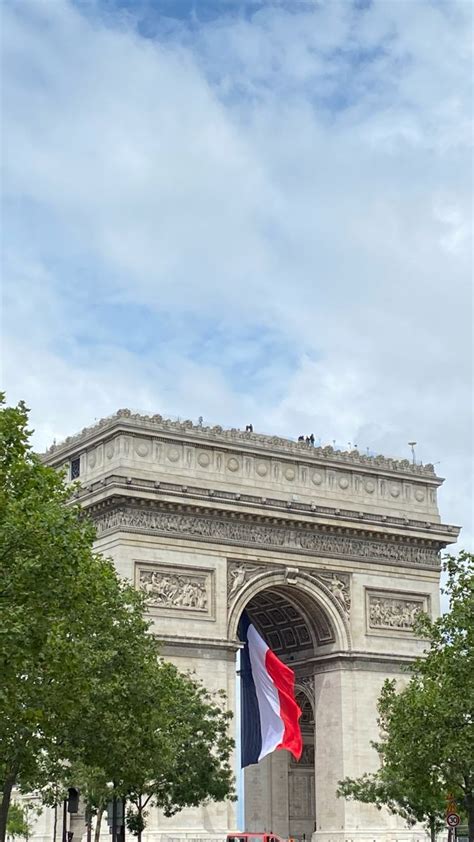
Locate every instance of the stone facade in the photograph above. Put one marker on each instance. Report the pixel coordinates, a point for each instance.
(333, 555)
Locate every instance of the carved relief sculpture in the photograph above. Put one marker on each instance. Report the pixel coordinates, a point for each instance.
(242, 532)
(339, 585)
(393, 612)
(166, 589)
(238, 574)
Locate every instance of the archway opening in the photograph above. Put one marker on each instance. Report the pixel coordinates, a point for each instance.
(279, 792)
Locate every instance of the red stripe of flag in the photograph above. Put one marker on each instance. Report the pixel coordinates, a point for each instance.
(284, 680)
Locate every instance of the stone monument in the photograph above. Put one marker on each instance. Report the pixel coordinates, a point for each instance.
(332, 554)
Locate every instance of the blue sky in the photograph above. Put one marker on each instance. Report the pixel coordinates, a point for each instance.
(245, 211)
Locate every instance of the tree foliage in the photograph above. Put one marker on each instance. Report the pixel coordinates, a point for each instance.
(427, 730)
(83, 692)
(20, 820)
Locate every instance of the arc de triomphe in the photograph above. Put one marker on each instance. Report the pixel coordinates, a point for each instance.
(331, 553)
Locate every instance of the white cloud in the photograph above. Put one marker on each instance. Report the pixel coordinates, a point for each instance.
(302, 175)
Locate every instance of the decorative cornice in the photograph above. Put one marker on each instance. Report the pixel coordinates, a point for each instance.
(304, 539)
(218, 435)
(244, 500)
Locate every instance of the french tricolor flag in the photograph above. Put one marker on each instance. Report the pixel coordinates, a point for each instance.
(269, 713)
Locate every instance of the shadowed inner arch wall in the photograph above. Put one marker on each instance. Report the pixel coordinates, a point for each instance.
(279, 793)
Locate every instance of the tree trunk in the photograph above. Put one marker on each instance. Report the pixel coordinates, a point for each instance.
(470, 816)
(5, 804)
(98, 824)
(432, 829)
(140, 808)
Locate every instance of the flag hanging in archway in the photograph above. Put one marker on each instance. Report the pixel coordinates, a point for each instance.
(269, 712)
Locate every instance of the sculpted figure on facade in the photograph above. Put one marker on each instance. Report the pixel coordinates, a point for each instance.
(390, 613)
(238, 574)
(293, 538)
(339, 585)
(174, 591)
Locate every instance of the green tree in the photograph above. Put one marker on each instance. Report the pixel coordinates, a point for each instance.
(20, 821)
(79, 667)
(427, 730)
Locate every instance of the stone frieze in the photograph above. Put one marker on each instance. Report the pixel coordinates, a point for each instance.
(393, 612)
(290, 539)
(174, 589)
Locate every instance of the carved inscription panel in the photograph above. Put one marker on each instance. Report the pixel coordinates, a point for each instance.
(180, 589)
(389, 612)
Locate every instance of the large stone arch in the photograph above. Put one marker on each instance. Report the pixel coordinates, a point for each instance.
(304, 589)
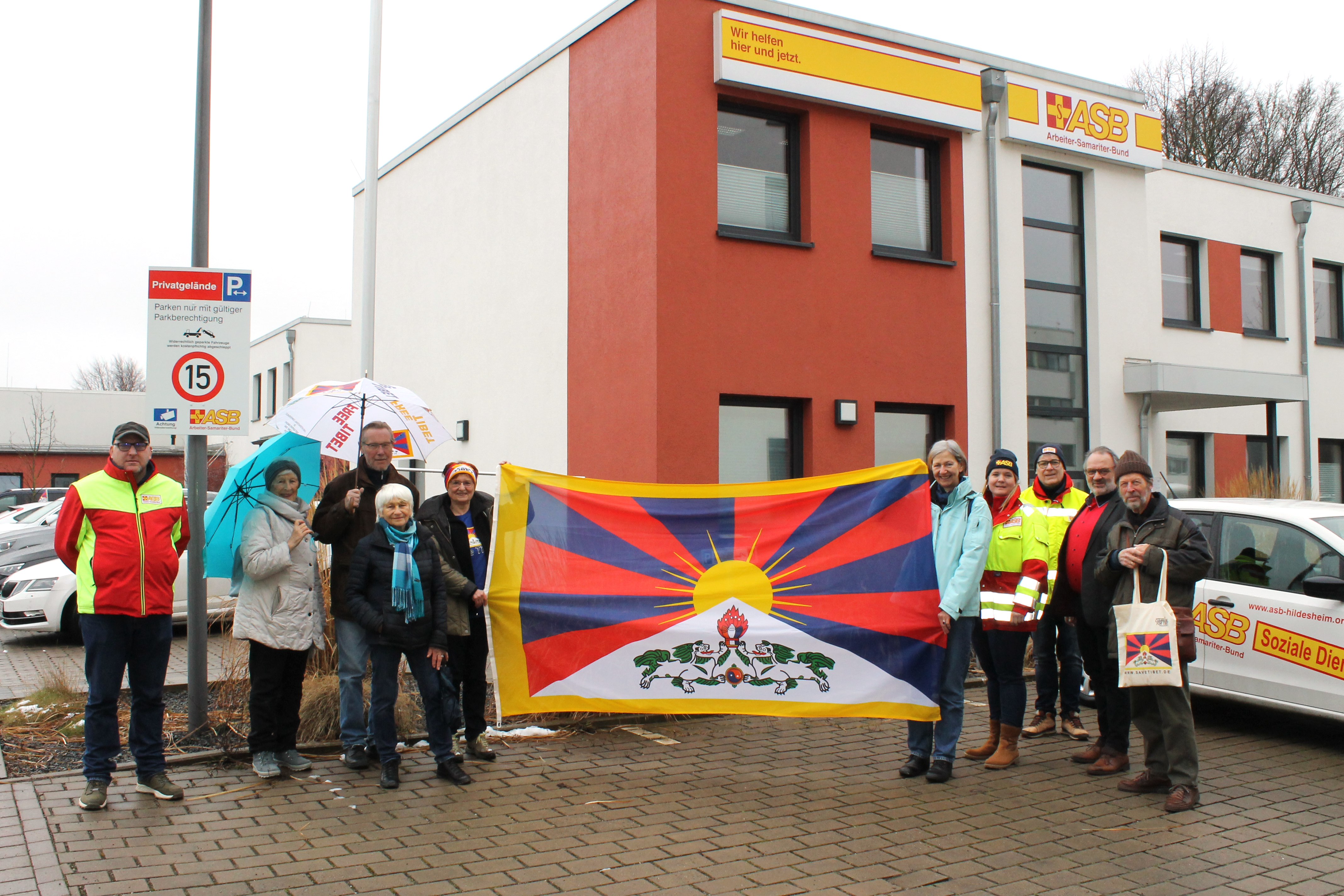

> What you have to do: Omit the images and transcribe all of the records above word for word.

> Result for this task:
Locate every instance of the stone facade in the photograph above. Put one marker on each instance. Report the pixel coordinates, a point for each instance.
(333, 555)
Locate every instance of the carved relief sculpture in the photograph above. Put one marker on each instance. Report the pixel coordinates, a point for each instance.
(242, 532)
(339, 585)
(393, 612)
(166, 589)
(238, 574)
Locate every instance of the archway opening in the photograph above. Put one marker on each instance. Report the pixel coordinates, a point for each instance.
(279, 792)
Locate every instance of the red stripe of flag in the photograph above. Put one marker on each instance. Report the pixel coordinates, a point for each instance.
(284, 680)
Locate every instance of the stone monument in the photograph above. Put one marker on each instance. Report the pixel coordinates, a point for each instance.
(332, 554)
Locate every instance of the blue sky in the photograph above. Put one marker on each instance. Report the pixel coordinates, a point for each instance.
(245, 211)
Locate every instance of the tree foliage in the photograph above. Put one marker on each instance. Report the pixel coordinates, a point for each instance.
(427, 730)
(83, 692)
(20, 820)
Locate every instance of the arc de triomphe in the photograph above. Put one marker on each instance. Report the pixel coordinates, a point for each instance.
(331, 553)
Locate every instance of the white cloud in the photograph above. Put one marker on each instance. Report the pixel coordinates, a point for each instance.
(302, 175)
Locate every instance of the decorative cornice in the photograph above. Put one marker on each instance. Report the pixel coordinates, a point for each instance.
(304, 539)
(218, 435)
(244, 500)
Locate every instance of the french tricolor flag in the photograph above. Put one marker on each instance. Report the pixel coordinates, a point for each instance.
(269, 713)
Locate every instance of the shadowed inner arch wall in the photograph above. Put one marker on each instance. Report the pixel coordinates, a point for each instance.
(279, 793)
Locate every instance of the tree trunk in the photograph above. Put one marker on each instance. Report the pixel coordinates, a point for each instance.
(470, 816)
(5, 804)
(98, 824)
(432, 829)
(140, 808)
Locate every instance of the flag hanging in archway in the photograph above. Put one marker on each instance. Report the pixel coordinates, a point for each instance.
(269, 712)
Locate every instance of the sculpted figure on facade in the photograph above. Put one marker on each instance. Report the pixel coordinates, a point for each instance.
(390, 613)
(238, 574)
(293, 538)
(339, 585)
(174, 591)
Locate every instance of the green tree in the photograph above. Put one marker on each instance. Report the pixel coordinates, a point for each instance.
(20, 821)
(79, 667)
(427, 730)
Locate every instance of the stone frieze in the photograph above. Put one marker on each instance. Report the pixel coordinates, a point for each instance.
(393, 612)
(290, 539)
(174, 589)
Locate every instance of the carved inscription panel in the photograph above. Put one marker on each instance. Report the pixel coordinates, a point for each instance.
(180, 589)
(389, 612)
Locate every instance of the large stone arch in the photograph above. Put one marker on each instance. Report the pixel coordinates, a point for each instance.
(304, 589)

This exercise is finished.